Request: Gather every line of the data below that contains the word "white" and copy each of those lines in full.
____
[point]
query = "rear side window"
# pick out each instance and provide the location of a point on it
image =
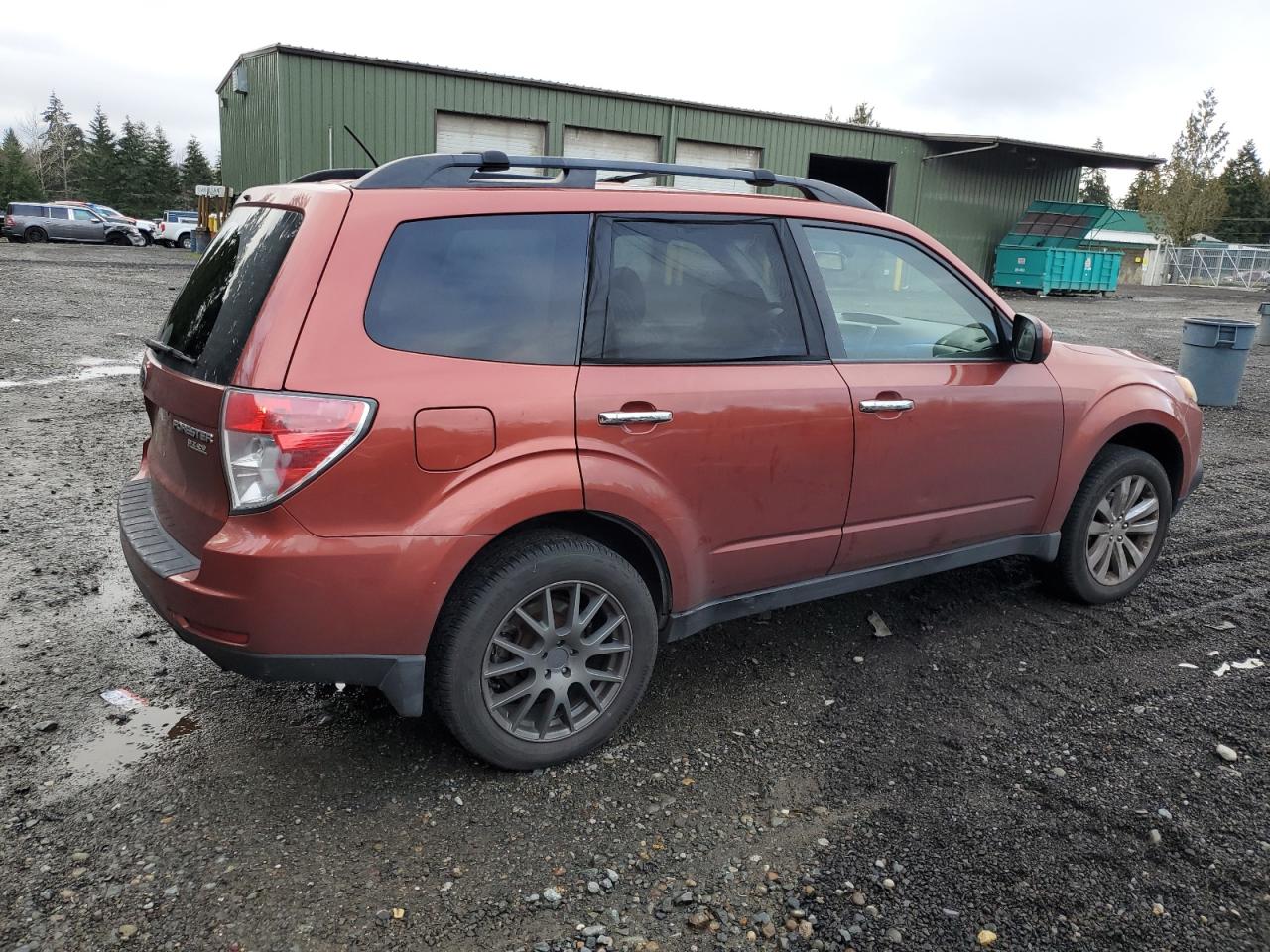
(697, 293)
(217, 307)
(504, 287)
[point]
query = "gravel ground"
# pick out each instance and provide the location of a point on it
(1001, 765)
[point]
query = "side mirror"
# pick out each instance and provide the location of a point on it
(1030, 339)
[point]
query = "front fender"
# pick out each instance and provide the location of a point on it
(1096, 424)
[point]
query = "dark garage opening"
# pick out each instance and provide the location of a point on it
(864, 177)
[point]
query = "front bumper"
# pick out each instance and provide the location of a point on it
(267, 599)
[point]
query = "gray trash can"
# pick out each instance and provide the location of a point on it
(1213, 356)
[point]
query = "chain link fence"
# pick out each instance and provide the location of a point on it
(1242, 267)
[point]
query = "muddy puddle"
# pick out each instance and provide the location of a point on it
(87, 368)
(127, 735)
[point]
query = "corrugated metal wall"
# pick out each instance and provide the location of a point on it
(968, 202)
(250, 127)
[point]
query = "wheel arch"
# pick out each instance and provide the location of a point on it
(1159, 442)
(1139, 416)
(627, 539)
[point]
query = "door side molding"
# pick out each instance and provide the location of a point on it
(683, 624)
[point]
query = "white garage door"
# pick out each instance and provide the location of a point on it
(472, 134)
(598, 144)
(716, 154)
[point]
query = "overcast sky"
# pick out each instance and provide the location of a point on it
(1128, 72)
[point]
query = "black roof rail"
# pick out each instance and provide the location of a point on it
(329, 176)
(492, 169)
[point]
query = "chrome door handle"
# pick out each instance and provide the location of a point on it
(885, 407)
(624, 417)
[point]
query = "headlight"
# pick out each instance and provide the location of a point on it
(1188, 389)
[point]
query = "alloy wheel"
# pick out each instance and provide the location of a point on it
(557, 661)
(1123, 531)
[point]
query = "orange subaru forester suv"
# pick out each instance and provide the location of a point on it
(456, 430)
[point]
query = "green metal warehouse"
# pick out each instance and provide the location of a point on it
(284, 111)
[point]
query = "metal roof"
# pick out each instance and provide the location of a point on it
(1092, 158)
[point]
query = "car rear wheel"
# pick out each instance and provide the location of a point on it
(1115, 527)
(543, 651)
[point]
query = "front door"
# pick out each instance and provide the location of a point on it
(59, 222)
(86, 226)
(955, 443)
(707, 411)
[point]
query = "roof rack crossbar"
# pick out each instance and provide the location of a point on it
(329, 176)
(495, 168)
____
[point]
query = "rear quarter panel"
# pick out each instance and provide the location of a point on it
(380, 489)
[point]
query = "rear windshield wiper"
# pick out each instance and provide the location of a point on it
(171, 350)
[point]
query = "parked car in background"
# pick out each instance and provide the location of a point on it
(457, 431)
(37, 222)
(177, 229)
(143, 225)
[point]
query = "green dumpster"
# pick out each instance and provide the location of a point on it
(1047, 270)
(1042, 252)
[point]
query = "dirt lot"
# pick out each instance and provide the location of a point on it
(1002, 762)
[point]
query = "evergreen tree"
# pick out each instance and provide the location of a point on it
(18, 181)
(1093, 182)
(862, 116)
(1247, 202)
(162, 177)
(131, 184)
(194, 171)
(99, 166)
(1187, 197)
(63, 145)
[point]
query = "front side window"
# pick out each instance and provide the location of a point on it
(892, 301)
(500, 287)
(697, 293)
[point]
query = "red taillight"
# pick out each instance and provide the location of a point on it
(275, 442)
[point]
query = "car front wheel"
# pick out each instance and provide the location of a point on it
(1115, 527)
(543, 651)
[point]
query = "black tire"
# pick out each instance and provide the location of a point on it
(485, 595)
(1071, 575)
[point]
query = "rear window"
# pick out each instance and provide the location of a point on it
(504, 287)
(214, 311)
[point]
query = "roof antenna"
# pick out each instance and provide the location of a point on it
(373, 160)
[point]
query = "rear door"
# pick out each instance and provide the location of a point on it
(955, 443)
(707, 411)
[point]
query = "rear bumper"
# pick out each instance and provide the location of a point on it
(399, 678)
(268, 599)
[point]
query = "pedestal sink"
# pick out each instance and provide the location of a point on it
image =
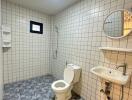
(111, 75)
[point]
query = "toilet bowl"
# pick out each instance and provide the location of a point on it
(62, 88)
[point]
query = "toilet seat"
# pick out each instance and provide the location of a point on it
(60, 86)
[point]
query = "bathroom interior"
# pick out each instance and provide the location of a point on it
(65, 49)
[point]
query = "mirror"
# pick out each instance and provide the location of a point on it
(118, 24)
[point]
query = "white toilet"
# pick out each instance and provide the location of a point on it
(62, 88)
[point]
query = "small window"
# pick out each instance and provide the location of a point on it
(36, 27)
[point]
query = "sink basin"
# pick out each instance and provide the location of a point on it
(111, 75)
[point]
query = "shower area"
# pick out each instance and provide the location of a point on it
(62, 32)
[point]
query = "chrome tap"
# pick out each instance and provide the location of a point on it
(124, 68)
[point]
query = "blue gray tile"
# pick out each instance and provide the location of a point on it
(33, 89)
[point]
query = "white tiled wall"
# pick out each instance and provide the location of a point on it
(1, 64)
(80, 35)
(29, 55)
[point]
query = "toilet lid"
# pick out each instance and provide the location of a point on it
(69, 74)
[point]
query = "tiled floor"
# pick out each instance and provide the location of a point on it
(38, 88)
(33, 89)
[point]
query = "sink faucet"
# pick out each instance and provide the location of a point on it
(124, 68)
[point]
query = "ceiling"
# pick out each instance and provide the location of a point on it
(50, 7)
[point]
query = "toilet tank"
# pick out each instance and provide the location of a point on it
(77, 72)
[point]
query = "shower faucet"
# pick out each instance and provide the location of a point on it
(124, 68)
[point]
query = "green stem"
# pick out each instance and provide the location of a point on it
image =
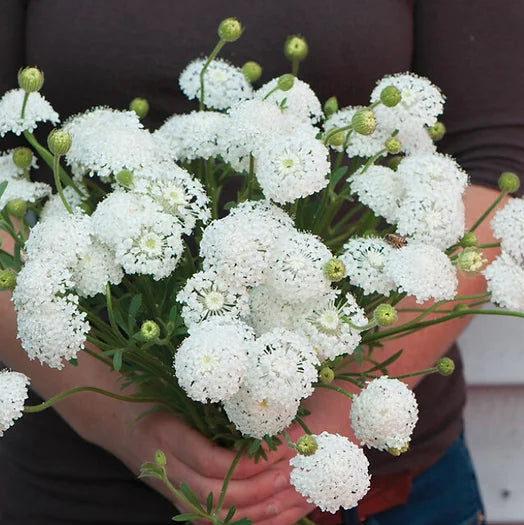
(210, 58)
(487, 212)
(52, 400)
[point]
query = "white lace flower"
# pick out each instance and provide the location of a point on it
____
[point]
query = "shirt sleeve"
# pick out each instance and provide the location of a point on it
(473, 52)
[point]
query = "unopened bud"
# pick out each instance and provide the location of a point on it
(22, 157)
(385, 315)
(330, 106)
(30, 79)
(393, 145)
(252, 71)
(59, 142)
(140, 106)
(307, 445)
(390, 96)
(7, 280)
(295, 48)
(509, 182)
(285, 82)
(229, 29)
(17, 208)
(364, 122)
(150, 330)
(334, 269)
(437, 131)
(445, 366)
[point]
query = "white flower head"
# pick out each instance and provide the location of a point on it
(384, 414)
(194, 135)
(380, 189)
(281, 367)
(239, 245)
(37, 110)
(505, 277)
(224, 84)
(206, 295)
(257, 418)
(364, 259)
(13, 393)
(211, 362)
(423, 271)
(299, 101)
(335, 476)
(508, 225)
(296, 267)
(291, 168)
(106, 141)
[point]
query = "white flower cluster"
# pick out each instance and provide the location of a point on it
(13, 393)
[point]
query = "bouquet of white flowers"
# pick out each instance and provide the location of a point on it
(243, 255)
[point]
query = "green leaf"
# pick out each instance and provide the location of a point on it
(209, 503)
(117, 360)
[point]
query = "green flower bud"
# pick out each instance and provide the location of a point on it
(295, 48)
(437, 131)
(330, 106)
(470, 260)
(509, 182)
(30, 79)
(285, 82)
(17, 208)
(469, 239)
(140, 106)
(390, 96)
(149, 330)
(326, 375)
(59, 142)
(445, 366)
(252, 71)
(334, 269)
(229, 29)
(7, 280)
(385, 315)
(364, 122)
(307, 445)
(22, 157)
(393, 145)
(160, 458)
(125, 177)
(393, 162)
____
Result of the exercise:
query = "white garage door"
query = "white toilet"
query = "white tiled wall"
query = "white lace flower"
query = "white flower head"
query = "white flower cluster"
query = "bouquet of white flowers"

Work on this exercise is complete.